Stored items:

------------------------------------------------------------------------

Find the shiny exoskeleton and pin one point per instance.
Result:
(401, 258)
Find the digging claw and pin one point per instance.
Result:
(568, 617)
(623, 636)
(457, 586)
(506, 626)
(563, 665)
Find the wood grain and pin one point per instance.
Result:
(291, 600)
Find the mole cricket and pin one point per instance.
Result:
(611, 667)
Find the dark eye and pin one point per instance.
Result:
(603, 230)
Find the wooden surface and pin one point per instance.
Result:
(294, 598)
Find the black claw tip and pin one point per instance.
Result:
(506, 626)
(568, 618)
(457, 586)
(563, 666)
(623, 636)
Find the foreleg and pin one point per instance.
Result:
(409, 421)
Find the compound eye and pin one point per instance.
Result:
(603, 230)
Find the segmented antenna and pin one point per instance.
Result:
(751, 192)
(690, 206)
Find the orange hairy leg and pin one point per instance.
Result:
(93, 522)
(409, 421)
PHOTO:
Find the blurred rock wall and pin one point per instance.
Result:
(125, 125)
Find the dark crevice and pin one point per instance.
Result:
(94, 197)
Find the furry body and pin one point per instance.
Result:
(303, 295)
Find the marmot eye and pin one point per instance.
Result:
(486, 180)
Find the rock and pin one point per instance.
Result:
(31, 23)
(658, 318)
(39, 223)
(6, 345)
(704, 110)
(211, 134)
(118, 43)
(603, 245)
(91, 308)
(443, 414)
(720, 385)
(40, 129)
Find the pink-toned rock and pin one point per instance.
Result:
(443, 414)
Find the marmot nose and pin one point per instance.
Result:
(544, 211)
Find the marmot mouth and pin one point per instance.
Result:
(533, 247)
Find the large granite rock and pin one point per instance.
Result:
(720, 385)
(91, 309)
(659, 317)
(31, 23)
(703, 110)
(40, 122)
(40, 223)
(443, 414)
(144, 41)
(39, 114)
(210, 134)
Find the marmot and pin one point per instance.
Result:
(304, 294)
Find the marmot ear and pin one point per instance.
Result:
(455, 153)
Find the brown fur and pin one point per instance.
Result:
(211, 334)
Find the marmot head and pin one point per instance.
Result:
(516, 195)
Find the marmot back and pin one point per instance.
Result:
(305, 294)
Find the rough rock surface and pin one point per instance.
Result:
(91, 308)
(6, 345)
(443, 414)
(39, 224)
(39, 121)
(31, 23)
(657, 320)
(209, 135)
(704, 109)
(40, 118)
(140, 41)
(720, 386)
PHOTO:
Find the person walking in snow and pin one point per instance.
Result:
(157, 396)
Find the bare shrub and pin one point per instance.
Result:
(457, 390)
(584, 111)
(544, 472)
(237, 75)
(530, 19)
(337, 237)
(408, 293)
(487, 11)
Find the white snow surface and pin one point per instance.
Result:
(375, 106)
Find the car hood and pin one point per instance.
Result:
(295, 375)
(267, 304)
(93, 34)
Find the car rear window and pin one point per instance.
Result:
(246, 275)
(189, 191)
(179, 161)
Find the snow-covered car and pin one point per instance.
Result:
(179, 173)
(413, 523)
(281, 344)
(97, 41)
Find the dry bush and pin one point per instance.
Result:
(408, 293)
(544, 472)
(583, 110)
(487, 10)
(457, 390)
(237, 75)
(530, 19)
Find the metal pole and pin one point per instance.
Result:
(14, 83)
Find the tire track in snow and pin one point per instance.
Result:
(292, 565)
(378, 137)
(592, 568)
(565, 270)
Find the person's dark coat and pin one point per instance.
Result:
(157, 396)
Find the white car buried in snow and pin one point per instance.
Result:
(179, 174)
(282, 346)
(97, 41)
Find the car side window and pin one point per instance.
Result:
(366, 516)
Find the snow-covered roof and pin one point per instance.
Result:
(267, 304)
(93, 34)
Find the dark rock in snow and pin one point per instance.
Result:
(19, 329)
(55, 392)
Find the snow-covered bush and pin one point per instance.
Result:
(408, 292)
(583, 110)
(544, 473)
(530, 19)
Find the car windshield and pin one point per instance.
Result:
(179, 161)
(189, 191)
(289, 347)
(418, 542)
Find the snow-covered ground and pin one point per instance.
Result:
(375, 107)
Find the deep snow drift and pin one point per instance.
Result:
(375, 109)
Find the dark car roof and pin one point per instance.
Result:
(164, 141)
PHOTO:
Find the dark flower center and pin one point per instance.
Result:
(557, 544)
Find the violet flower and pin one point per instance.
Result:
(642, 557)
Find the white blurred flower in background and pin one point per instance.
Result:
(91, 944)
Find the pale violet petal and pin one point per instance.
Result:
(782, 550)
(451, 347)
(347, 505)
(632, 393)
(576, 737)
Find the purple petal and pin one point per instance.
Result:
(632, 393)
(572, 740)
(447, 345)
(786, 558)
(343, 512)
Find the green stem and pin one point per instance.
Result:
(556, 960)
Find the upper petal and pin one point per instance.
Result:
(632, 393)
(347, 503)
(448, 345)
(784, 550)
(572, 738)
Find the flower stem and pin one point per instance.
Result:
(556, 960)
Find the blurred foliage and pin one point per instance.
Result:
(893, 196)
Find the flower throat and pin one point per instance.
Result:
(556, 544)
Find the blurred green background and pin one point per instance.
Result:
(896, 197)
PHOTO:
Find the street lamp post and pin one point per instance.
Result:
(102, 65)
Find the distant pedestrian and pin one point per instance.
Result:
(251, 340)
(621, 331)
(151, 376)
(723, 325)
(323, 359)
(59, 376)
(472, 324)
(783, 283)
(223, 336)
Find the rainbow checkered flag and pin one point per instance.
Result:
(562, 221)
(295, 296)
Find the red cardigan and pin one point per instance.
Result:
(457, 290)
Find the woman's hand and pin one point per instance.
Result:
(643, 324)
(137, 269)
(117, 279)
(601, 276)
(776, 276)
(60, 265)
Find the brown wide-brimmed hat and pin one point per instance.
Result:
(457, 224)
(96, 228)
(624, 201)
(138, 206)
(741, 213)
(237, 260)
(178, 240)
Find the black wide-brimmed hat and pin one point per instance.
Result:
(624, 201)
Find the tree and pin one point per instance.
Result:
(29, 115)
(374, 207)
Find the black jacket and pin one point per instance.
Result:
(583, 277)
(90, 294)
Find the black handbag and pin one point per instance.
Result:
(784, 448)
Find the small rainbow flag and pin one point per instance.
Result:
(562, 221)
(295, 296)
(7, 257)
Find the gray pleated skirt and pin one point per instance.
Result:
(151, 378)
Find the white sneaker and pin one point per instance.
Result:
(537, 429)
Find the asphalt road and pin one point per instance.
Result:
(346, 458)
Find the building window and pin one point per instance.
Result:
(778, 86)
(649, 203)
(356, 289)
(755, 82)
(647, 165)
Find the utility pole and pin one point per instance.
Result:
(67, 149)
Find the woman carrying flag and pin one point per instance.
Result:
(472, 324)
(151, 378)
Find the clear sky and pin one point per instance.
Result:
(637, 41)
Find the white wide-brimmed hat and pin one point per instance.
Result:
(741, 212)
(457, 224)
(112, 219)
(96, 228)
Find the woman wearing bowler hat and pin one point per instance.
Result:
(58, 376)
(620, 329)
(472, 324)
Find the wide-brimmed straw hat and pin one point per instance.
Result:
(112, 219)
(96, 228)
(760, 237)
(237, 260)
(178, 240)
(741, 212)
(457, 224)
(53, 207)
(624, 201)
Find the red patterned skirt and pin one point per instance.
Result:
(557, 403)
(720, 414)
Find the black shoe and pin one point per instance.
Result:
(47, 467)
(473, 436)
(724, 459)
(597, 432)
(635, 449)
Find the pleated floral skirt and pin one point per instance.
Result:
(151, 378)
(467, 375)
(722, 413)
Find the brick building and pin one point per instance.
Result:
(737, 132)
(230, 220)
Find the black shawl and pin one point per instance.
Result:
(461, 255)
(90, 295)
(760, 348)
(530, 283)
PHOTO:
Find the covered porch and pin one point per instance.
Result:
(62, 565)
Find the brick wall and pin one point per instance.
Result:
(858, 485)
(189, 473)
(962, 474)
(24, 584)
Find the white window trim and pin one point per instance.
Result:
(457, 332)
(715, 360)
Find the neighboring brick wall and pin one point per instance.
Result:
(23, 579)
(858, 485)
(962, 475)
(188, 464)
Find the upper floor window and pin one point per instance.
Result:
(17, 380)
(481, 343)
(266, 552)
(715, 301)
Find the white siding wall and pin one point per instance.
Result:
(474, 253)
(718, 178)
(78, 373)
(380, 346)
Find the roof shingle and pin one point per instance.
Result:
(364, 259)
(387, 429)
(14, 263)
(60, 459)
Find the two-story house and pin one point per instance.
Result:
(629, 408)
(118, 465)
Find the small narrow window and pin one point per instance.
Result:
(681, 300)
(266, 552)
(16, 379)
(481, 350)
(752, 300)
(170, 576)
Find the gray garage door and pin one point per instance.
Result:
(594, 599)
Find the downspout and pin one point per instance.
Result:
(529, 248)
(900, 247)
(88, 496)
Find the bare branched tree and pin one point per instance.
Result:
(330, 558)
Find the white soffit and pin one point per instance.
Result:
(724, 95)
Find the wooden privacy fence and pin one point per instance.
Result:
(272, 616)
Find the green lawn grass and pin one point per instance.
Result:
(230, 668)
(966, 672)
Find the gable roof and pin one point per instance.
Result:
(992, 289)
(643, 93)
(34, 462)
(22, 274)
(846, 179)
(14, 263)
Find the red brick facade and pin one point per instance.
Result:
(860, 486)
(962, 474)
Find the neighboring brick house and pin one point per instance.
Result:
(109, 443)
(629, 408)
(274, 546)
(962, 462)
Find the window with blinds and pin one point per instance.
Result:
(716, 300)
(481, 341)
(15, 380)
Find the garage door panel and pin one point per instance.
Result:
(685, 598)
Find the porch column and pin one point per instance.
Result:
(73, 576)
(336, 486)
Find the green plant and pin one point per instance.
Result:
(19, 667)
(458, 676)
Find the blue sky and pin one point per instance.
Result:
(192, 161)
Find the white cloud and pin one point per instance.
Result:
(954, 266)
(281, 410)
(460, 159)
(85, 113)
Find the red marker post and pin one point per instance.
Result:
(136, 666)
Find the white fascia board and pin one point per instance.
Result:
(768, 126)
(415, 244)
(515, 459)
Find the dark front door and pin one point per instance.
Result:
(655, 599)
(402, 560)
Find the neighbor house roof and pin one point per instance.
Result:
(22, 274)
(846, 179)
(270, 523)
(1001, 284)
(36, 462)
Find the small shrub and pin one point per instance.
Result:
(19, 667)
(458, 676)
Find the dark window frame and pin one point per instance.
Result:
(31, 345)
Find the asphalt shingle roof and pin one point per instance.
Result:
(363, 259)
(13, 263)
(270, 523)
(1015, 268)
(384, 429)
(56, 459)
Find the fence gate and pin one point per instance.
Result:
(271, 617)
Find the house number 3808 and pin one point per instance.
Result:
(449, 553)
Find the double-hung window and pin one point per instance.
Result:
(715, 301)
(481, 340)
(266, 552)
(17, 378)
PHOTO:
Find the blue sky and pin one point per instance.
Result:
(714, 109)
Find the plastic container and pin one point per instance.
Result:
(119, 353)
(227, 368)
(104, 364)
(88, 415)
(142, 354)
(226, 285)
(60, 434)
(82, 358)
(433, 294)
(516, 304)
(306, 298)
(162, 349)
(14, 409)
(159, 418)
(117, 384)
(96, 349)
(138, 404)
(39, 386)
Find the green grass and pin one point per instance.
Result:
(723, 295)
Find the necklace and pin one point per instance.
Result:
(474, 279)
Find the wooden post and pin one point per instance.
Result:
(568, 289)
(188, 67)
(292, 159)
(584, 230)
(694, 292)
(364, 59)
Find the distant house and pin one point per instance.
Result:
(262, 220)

------------------------------------------------------------------------

— What the task asks —
Print the line containing "Find the double-hung" and every line after it to the end of the records above, exactly as written, and nothing else.

— Response to the task —
Find the double-hung window and pin one point per instance.
Result:
(715, 301)
(481, 340)
(266, 552)
(17, 378)
PHOTO:
Find the blue sky and pin one point per instance.
Result:
(714, 109)
Find the plastic container and pin one point per instance.
Result:
(119, 353)
(227, 368)
(104, 364)
(88, 415)
(142, 354)
(226, 285)
(60, 434)
(82, 358)
(433, 294)
(516, 304)
(306, 298)
(162, 349)
(14, 409)
(159, 418)
(117, 384)
(96, 349)
(138, 404)
(39, 386)
Find the green grass and pin one point per instance.
Result:
(723, 295)
Find the necklace and pin one point per instance.
Result:
(474, 279)
Find the wooden post and pin one point per instance.
Result:
(568, 289)
(188, 67)
(292, 159)
(584, 230)
(694, 292)
(364, 59)
Find the distant house and pin one point per instance.
Result:
(262, 220)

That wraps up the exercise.